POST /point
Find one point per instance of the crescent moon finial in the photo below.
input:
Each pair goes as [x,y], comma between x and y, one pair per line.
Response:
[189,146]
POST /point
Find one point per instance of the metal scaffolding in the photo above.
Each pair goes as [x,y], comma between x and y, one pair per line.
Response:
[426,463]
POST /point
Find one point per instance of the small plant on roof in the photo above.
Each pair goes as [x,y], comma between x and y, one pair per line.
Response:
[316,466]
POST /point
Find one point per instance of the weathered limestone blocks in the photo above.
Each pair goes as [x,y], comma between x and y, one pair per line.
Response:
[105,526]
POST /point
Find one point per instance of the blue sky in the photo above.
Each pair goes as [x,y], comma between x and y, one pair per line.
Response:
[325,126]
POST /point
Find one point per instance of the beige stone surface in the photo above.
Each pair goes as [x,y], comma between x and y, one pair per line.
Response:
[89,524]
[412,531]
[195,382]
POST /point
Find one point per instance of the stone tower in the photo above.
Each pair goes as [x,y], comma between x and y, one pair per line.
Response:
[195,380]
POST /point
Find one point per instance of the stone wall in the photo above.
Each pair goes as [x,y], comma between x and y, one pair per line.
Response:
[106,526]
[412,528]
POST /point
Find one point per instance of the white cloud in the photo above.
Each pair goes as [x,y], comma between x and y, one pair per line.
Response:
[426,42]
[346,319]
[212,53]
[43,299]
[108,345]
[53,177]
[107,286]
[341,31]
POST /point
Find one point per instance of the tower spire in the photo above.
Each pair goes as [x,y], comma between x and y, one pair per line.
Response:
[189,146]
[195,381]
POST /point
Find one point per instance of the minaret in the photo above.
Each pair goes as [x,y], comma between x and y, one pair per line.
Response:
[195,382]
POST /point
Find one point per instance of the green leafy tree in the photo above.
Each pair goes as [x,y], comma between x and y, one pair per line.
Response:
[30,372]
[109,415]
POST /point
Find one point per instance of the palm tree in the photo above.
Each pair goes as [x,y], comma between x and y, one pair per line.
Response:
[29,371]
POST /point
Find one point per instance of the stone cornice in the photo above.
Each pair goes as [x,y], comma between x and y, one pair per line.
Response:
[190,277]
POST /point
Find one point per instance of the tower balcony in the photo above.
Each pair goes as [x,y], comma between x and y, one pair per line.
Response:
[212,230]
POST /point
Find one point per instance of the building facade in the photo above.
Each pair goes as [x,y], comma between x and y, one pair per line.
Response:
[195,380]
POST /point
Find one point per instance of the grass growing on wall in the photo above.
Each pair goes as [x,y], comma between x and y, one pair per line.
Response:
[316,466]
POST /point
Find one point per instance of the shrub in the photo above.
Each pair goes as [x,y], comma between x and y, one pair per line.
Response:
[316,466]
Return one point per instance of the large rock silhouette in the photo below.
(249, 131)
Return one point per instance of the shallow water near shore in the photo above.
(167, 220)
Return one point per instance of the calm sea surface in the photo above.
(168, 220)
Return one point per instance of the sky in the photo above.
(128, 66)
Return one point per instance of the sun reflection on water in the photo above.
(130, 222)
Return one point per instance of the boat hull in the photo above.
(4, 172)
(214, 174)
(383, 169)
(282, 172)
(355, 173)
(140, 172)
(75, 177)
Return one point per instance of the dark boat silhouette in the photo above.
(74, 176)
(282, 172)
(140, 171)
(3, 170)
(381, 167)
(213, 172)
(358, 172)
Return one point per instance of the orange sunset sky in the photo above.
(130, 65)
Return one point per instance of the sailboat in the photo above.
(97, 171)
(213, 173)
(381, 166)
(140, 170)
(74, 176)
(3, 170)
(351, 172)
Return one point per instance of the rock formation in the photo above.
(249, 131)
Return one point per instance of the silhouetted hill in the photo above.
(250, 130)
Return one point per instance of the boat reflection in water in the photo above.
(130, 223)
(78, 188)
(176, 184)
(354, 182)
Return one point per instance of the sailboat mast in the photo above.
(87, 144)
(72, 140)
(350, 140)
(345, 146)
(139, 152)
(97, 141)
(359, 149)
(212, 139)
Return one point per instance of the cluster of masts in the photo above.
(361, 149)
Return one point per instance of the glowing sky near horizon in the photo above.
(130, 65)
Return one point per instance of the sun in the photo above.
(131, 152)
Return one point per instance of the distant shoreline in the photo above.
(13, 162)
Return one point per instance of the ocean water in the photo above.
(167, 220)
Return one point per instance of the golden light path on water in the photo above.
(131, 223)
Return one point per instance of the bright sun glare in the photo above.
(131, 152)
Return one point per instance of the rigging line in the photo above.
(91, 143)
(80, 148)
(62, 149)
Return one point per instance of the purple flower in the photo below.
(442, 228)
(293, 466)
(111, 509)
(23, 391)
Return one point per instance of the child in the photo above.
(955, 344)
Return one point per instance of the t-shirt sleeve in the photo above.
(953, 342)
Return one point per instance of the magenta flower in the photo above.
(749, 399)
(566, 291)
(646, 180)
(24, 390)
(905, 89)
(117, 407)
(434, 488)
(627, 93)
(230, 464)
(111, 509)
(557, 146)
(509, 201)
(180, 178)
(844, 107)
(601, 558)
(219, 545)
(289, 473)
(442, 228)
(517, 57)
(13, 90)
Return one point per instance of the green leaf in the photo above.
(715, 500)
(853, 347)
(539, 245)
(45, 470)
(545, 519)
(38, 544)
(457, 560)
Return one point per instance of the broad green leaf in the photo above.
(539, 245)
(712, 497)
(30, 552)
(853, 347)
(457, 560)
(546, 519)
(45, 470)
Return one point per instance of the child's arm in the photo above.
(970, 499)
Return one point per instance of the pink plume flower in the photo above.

□ □ □

◆ **TASK BRIEF**: All lines that hold the word "tower" should be copied from the data.

◆ **TASK OUTPUT**:
Find one point per instance of the stone tower in the photo above.
Find one point per instance of the tower spire in the photo above.
Find one point per instance of the tower balcony in the photo above.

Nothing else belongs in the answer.